DOCUMENT SEGMENT –
Where is my home robot?

The possibility of owning a useful home robot was my ultimate aim when I began this blog back in March 2014. I am no expert by any means, just an interested watcher, and in my opinion, I am no closer, five years on, to my dream of owning a robot like “Andrew” from the film Bicentennial Man, where he was played by the late Robin Williams. Bicentennial Man was based on a short story by Isaac Asimov.

 

If I only had a brain

What would Asimov make of the state of intelligent robots today? Who is going to invent the much needed “Positronic Brain”¹ that Mr Asimov first described in his robot stories from 1939. Eighty years on we still do not have anything like a home robot that can think for itself and also has a strong moral compass.

You may gather that I am rather disillusioned by this situation. Perhaps that explains why I have not felt the need to write regular posts for this blog? I think Asimov would be disillusioned too. Admittedly there are some amazing industrial robots, but they can’t go out and cut the grass, or paint the outside of their factories. They are still limited to the one operation that they were taught to do.

Dataset excerpt:
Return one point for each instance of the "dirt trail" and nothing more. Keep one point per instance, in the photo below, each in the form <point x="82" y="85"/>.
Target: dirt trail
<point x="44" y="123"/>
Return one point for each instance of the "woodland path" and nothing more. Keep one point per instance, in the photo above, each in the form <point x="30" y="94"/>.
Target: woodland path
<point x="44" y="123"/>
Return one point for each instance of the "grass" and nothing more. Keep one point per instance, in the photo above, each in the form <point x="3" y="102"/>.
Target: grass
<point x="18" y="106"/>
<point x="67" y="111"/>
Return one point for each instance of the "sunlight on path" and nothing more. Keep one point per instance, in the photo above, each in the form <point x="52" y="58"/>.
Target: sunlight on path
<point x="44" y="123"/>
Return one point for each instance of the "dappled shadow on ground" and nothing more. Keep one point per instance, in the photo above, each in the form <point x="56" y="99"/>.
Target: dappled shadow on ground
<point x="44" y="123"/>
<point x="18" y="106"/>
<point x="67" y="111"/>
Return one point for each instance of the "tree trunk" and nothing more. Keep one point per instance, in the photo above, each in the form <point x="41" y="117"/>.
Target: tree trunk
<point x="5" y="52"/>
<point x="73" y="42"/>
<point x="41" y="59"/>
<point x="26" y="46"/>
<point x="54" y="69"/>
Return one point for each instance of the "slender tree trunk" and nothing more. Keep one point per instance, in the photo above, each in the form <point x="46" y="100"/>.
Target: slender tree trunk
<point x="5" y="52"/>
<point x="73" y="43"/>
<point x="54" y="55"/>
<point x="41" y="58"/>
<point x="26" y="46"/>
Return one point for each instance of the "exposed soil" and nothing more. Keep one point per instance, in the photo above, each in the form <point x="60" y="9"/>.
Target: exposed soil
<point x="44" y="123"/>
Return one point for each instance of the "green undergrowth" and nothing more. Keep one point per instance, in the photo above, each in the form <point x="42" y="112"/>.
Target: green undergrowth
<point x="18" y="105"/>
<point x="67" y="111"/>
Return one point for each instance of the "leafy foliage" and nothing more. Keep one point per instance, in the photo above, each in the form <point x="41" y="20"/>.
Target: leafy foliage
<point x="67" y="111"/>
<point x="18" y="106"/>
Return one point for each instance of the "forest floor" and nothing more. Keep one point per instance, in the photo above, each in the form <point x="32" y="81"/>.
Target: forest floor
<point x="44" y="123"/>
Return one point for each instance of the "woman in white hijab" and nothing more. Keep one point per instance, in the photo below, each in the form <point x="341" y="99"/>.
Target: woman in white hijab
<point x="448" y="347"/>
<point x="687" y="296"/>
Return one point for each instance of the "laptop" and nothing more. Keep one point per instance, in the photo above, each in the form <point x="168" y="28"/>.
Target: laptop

PROBLEMS AND TASKS –
1. For each statement below, say yes or no depending on whether it agrees with the blog post about home robots, and quote the words from the post that decide it: (a) The blog was started in March 2014. (b) Bicentennial Man was based on a novel by Isaac Asimov. (c) Industrial robots can go out and cut the grass.
2. Write the next part of the blog post about home robots, picking up after its final sentence.

TASK-BY-TASK OUTPUTS –
1.
(a) Yes: "when I began this blog back in March 2014"
(b) No: "Bicentennial Man was based on a short story by Isaac Asimov."
(c) No: "they can’t go out and cut the grass, or paint the outside of their factories"

2.
My Mum with her radiogram in 1967

Much the same applies to today’s so called home robots. I can go out and buy a robot vacuum cleaner, but it won’t fold the laundry for me … that is another robot under development. I can buy a robot to cut the grass, but that is all it will do … it won’t dig the garden or trim the rose bushes. I wrote about this situation here in October 2014², and it is still the same now. Thank goodness most of us have moved away from hi-fi separates. My laptop has the potential to do everything that my hi-fi stack system did, apart from playing cassette tapes or vinyl, and as far as I’m concerned, the resurgence in interest in those antiquated sound recording devices is mere nostalgia. I can still remember my Mum shouting at us when we were playing a little too energetically in the lounge near her record player, “mind my stylus” would ring out from the kitchen. One jump of the playing arm could completely ruin a record.

 

Dead robots

There have been three “deaths” of home robots in recent times. One big casualty was Jibo. However, now that I look back at the website, it seems rather obvious. With a price tag of $899, and a list of functions that seem to be so similar to Amazon’s Alexa that one is like a clone of the other, it is hardly surprising. I paid half price in a sale (£25) for my Echo Dot with Alexa.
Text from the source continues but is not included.